··· Testo da leggere ···

Per
Gobbi l'opportunità di aggregarsi alla prima squadra arriva
nell'estate del 1970: rientrato da Bolzano, viene convocato per il
ritiro di Bagno di Romagna, dove fa parte delle cinque "giovani
speranze gialloblu". Oltre a lui ci sono Fausto Nosè, Franco
Bergamaschi, Sergio Rossetti e il portiere Giuseppe Berteotti.
Giovani gialloblu a Bagno di Romagna nell'estate 1970: Dino Gobbi, Fausto Nosè, Cesarino Perazzani, Franco Bergamaschi, Giuseppe Berteotti e Sergio Rossetti.
L'Arena
presenta così Dino Gobbi in un servizio durante il ritiro:
"...è
nato a Verona (in realtà è nato a Cerea, nda)
il 2 novembre 1949. Prelevato dall'Audace nel 1966-67 è stato per
due anni lo stopper della Primavera campione d'Italia per squadre
di serie B, assieme a Pastorello, Fratton, Pasetto, Stoppa, Antonini,
Giacomi, Bertucco e Marcolongo. Militare in prestito al Bolzano ha
disputato tutte le partite risultando alla fine tra i più
continuativi, il migliore in senso assoluto. Non ha potuto far parte
della Rappresentativa Veneta per impegni militari. Torna al Verona
con la ferma volontà di poter un giorno o l'altro rendersi utile
alla propria squadra. Forte nei contrasti e di testa dovrebbe essere
il futuro Batistoni."
Era così
difficile entrare in pianta stabile in prima squadra?
"Il
salto dalle giovanili alla prima squadra in quegli anni non era
affatto facile e dipendeva molto anche dalla sensibilità dei diversi
allenatori e dall'interesse che avevano nei confronti dei giovani.
Liedholm ad esempio era uno che aveva una grande attenzione per il
settore giovanile, e spesso lo si poteva vedere al campo dove si
allenava la Primavera, oltre a presenziare a tutte le partite della
De Martino al mercoledì. Gli allenamenti con Liedholm erano in
pratica solo con il pallone, faceva lavorare moltissimo sugli schemi
e sulla tecnica di base. Ricordo che fece comprare dei palloni di
gomma arancioni della Pirelli, per insegnare il controllo di palla.

··· Voci ···

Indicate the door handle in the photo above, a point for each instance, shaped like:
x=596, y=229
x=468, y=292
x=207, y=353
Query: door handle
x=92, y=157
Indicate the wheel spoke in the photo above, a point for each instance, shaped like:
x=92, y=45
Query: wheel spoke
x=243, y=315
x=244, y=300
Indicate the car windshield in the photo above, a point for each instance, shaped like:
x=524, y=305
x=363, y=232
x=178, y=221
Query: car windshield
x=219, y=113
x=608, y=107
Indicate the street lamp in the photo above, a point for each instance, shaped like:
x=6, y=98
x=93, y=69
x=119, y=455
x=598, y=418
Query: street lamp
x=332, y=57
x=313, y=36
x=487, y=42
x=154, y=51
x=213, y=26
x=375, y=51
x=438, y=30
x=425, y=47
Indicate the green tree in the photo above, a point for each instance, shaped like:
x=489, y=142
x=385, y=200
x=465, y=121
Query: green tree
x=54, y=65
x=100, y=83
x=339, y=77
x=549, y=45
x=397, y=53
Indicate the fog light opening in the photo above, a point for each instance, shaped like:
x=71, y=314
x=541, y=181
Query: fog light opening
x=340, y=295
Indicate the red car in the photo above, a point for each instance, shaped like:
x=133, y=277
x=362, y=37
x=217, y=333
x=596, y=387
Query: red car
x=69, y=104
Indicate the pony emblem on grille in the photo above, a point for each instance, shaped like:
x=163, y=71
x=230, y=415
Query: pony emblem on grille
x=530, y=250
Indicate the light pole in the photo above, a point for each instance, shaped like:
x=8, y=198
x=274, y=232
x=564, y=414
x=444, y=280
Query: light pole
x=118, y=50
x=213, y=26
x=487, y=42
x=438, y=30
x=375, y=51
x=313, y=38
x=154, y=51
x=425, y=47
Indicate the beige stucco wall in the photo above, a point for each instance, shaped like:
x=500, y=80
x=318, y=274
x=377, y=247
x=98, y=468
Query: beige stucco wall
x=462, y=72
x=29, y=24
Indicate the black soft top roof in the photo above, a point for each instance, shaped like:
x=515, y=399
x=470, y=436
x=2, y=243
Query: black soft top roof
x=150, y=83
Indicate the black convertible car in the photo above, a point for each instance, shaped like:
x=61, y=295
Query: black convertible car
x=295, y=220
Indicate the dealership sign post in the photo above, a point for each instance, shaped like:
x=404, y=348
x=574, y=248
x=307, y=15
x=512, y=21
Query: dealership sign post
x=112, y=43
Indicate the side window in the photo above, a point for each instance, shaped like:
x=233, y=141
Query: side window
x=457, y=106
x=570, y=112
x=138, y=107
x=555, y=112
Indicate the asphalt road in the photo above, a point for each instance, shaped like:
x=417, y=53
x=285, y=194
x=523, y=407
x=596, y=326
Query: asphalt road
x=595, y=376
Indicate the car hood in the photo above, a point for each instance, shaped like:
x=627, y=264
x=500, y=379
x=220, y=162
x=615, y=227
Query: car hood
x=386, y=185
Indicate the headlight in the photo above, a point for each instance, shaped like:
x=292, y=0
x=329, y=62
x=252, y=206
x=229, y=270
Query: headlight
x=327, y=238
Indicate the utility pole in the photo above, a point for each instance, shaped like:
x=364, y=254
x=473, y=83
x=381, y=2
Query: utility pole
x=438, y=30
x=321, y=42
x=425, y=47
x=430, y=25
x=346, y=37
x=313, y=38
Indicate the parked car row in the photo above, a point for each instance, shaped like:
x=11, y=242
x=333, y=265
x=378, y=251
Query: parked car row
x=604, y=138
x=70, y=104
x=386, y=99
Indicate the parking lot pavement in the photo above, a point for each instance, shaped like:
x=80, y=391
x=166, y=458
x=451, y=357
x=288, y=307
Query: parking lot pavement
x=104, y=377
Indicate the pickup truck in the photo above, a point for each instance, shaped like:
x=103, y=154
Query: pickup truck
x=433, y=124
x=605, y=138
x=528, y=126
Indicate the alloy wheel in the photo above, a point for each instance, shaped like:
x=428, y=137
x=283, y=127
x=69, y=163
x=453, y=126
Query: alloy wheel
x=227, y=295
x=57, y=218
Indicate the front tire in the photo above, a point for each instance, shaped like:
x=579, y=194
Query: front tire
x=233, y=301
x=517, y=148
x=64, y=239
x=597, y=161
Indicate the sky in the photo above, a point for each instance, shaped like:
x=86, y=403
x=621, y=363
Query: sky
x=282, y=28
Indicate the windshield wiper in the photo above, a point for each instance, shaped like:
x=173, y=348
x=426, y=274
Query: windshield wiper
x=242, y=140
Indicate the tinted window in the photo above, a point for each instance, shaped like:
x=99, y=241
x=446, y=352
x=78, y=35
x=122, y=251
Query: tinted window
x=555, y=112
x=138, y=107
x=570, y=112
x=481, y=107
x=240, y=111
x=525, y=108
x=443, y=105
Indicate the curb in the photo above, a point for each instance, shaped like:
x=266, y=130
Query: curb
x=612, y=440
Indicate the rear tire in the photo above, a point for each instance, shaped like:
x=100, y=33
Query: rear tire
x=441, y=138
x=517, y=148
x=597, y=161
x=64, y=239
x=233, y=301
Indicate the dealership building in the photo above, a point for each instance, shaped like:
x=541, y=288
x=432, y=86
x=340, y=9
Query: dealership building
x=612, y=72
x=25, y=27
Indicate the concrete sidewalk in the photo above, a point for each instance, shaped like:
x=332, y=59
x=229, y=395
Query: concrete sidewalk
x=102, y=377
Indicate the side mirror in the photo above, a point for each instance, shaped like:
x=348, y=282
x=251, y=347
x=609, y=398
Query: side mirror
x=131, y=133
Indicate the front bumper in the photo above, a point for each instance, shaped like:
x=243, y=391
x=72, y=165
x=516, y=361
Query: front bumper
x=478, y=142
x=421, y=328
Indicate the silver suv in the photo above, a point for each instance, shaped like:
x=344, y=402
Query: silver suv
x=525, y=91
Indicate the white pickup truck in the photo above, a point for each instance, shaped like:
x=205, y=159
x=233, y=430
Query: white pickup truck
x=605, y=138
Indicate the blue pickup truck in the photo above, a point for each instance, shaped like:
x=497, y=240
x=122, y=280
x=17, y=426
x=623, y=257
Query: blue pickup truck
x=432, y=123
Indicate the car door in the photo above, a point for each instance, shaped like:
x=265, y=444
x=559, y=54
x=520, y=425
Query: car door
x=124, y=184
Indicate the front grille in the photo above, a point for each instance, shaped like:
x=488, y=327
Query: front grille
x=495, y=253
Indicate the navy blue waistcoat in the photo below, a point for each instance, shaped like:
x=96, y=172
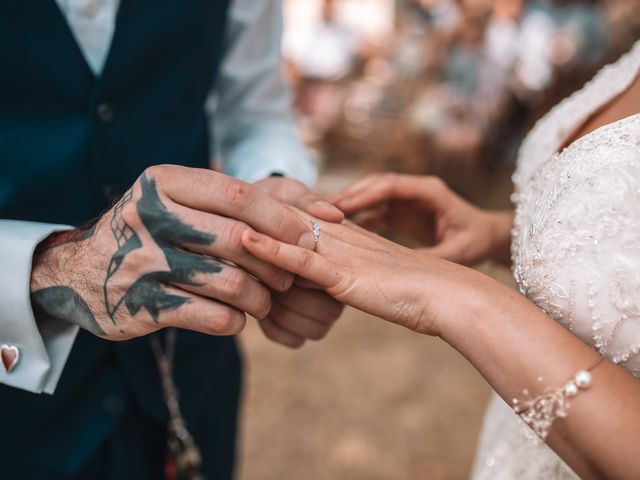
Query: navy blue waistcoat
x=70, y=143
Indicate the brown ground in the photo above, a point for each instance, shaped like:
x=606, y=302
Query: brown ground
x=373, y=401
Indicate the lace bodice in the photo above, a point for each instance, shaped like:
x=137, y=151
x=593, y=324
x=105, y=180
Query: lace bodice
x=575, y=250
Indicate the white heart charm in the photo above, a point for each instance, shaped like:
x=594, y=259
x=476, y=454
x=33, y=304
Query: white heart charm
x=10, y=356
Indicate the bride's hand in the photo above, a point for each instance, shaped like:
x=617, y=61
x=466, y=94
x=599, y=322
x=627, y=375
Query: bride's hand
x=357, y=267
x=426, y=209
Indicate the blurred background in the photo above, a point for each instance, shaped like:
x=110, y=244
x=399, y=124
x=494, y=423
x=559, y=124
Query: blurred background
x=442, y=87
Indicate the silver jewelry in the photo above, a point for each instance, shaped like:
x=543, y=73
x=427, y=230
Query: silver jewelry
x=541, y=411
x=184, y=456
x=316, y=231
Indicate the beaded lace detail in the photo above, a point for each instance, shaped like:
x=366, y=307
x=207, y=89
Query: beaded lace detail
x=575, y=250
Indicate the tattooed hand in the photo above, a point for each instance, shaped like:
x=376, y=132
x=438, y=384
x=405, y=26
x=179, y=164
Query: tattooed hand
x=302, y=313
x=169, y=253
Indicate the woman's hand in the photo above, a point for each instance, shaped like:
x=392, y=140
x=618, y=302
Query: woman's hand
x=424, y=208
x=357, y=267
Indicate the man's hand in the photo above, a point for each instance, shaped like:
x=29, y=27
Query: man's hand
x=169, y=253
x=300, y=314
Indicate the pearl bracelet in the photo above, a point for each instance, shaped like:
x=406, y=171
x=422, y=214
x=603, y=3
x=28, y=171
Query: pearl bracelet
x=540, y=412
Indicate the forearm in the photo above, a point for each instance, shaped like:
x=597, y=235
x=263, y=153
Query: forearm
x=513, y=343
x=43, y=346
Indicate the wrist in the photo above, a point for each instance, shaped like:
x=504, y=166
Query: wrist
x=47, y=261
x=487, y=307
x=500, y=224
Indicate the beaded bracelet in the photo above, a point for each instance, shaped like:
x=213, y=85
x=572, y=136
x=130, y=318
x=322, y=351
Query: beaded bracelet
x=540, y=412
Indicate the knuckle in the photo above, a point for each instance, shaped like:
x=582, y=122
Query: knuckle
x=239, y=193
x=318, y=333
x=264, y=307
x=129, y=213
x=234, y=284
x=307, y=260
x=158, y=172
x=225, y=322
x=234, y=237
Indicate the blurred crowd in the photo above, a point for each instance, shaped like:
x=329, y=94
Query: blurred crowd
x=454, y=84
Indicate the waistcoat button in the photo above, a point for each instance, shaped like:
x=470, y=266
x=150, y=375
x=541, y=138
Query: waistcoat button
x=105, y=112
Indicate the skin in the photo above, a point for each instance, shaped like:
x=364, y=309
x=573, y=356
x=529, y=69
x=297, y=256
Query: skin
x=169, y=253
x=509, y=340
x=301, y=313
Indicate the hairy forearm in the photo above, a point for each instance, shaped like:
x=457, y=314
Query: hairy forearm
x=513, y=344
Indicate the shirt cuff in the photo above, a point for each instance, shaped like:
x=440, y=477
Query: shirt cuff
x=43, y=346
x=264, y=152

···
··· Voci ···

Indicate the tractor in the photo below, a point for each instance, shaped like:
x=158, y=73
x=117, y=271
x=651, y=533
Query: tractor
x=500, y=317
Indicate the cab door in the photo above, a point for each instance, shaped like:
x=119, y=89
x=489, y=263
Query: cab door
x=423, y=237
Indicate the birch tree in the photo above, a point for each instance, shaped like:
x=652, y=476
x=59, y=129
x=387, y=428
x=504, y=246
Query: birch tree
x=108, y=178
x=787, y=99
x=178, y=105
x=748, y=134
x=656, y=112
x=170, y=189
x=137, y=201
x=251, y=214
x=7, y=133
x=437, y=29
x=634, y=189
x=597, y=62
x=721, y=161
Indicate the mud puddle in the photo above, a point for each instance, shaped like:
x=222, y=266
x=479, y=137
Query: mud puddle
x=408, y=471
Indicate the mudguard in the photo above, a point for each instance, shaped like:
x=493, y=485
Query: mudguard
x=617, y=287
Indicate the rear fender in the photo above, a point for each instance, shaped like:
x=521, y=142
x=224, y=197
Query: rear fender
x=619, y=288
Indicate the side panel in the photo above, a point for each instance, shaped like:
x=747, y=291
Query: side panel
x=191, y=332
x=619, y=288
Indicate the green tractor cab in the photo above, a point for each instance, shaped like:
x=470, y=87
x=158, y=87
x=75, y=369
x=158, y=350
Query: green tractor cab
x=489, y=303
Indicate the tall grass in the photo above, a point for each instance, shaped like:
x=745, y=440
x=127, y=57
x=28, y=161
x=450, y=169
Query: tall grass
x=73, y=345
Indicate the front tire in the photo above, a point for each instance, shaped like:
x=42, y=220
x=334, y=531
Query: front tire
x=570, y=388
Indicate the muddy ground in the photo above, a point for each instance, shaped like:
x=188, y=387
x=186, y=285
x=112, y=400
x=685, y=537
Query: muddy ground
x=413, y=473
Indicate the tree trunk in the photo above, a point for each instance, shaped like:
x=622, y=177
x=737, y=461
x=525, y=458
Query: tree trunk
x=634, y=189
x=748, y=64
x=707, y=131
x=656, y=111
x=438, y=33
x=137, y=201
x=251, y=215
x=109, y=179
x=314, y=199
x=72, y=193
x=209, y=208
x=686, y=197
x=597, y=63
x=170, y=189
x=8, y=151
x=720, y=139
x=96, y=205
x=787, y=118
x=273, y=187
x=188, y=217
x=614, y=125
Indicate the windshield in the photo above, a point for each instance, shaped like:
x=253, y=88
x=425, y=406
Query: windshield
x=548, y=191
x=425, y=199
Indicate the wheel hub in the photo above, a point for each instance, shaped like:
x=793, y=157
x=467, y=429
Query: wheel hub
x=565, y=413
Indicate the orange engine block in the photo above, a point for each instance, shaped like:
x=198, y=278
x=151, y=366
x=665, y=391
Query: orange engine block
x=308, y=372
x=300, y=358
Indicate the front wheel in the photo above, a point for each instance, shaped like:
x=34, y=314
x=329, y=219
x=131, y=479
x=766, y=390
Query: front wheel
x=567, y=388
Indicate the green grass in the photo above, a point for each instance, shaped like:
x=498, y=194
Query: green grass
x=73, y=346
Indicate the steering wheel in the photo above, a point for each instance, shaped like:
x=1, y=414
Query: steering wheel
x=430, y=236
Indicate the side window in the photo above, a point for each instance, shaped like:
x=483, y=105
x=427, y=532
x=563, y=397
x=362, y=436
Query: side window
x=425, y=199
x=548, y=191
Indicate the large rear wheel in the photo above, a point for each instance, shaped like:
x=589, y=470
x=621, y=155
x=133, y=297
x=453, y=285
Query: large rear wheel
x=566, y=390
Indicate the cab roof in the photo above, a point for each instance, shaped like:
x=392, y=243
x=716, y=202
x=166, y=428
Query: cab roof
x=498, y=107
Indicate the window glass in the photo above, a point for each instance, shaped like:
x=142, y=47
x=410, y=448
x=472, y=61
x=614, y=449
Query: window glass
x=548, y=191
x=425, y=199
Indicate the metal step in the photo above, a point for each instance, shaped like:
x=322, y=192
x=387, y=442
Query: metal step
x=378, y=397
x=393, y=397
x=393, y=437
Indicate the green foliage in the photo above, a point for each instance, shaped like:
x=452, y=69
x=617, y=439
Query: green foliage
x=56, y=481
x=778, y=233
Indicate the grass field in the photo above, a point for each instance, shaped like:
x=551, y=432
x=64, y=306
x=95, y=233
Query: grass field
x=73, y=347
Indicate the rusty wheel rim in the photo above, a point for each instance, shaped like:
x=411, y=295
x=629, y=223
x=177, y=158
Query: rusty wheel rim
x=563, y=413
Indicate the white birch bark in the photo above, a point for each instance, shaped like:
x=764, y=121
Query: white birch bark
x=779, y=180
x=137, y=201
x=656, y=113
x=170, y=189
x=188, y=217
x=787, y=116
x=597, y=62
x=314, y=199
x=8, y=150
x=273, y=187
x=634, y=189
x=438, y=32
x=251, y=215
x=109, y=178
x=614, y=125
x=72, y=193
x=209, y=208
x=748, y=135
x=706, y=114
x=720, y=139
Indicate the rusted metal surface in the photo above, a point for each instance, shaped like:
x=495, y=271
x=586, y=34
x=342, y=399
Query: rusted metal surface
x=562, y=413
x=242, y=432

···

* [Consegna A]: In quale località si tiene il ritiro estivo del 1970 per cui viene convocato Gobbi, secondo il testo su Dino Gobbi?
* [Consegna B]: Riassumi in due frasi il testo su Dino Gobbi.
* [Consegna C]: Porta avanti il testo su Dino Gobbi a partire dall'ultima frase riportata.

* [Risultato finale A]: A Bagno di Romagna.

* [Risultato finale B]: Nell'estate del 1970, rientrato da Bolzano, Dino Gobbi viene convocato per il ritiro di Bagno di Romagna tra le giovani speranze gialloblu, e L'Arena lo presenta come ex stopper della Primavera, forte nei contrasti e di testa. Il testo prosegue spiegando che in quegli anni il salto dalle giovanili alla prima squadra era difficile e dipendeva molto dagli allenatori, ricordando l'attenzione di Liedholm per il settore giovanile e i suoi allenamenti basati sul pallone.

* [Risultato finale C]:
Poi c'era ovviamente il ruolo della società: spesso si preferiva
comprare elementi giovani da altre squadre piuttosto che dare spazio
a quelli formati nel vivaio. Emblematico è l'esempio di Giacomi:
quando venne dato in prestito al Cerea, al suo posto fu preso
Berteotti, portiere del Merano, (squadra
di serie D, dove invece finì in cambio Fusaro, nda)
che alla fine non riuscì ad imporsi nemmeno nella squadra riserve
della De Martino."
Le tue
esperienze con la De Martino?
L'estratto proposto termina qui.